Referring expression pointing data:
****
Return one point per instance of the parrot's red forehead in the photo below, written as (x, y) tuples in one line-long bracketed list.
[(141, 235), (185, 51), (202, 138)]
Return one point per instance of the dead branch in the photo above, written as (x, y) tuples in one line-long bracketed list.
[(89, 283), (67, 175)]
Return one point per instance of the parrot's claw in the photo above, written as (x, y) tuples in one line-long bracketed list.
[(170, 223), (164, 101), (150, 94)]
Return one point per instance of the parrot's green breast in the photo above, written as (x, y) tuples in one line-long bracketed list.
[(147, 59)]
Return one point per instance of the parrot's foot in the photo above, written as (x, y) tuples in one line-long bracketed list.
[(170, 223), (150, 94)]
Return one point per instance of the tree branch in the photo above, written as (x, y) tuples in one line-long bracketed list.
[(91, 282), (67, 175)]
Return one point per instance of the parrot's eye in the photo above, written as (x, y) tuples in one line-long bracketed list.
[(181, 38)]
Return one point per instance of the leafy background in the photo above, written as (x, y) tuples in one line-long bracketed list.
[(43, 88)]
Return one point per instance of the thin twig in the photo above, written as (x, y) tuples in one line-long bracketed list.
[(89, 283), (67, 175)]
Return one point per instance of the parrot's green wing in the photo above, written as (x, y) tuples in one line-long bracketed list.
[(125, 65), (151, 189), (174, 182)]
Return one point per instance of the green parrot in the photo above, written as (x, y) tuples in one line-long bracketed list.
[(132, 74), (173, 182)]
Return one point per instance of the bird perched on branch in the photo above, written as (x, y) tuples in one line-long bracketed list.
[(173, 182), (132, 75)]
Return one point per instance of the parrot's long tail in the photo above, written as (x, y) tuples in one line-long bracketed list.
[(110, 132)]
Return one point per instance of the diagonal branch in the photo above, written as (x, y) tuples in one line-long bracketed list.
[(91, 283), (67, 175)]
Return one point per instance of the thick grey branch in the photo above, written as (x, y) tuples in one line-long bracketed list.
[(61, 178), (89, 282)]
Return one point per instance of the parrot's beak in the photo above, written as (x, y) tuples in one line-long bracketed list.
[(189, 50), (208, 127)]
****
_Exercise aim:_ Looking at the records above, please output exactly the lines that run from the one holding "Return one point per instance of the bird" to the final line, and only those.

_Result:_
Return one point per instance of the bird perched on branch in the photo above, written as (x, y) tuples in one line-long bracketed list.
[(173, 182), (132, 75)]
Return one point per instance of the parrot's long tail in the photo above, written as (x, y) tuples in one line-long bracketed list.
[(110, 132)]
Return one point per instance of the diagonal branch in the photo above, written as (x, y) tuples in one line-long bracketed list.
[(91, 283), (67, 175)]
Return one point per instance of the thick grey branch in the photo above, written as (x, y) tuples in one line-long bracketed list.
[(61, 178), (89, 282)]
Return one point per instance of the parrot's beak in the photo above, written as (x, y) tuples in one line-long bracketed list.
[(189, 50), (208, 127)]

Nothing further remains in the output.